THE EXERCISE:
In the mailing list reply below, check each statement against the text. Answer yes or no and quote the deciding words.
1. systemd-nspawn mounts the controller hierarchies read-only inside the container.
2. The way systemd-nspawn mounts the hierarchies hides the cgroup tree from processes in the container.
3. When a process in the container reads the member process list of another group, processes outside the container PID namespaces are shown.

Re: [systemd-devel] [Q] About supporting nested systemd daemon

2015-05-03 Thread Lennart Poettering
On Thu, 30.04.15 15:42, Alban Crequy (al...@endocode.com) wrote:

  systemd-nspawn nowadays mounts all hierarchies into the container, but
  mounts all controller hierarchies read-only, and of the name=systemd
  hierarchy mounts everything read-only, except the subtree the
  container is allowed to manage. That way only the cgroup tree the
  container needs access to is writable to it. That solution however
  does not hide the cgroup tree. A process running inside the container
  can still go an explore the tree and its attributes. However, all
  other groups will appear empty to it, since processes not in the
  container PID namespaces will be suppressed when reading the member
  process list.
 
 To sum up what systemd-nspawn is currently mounting in the container:
 - /sys/fs/cgroup/systemd/  --  mounted RO
 - /sys/fs/cgroup/systemd/machine.slice/machine-xxx.scope/  -- mounted RW
 - /sys/fs/cgroup/cpu,cpuacct/  --  mounted RO
 - etc. for other cgroup hierarchies  --  mounted RO

Correct.

SOURCE EXCERPT:

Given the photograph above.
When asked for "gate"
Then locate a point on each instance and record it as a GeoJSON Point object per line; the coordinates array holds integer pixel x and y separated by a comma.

THE RESPONSE:
1. Yes: "mounts all controller hierarchies read-only"
2. No: "That solution however does not hide the cgroup tree."
3. No: "processes not in the container PID namespaces will be suppressed when reading the member process list"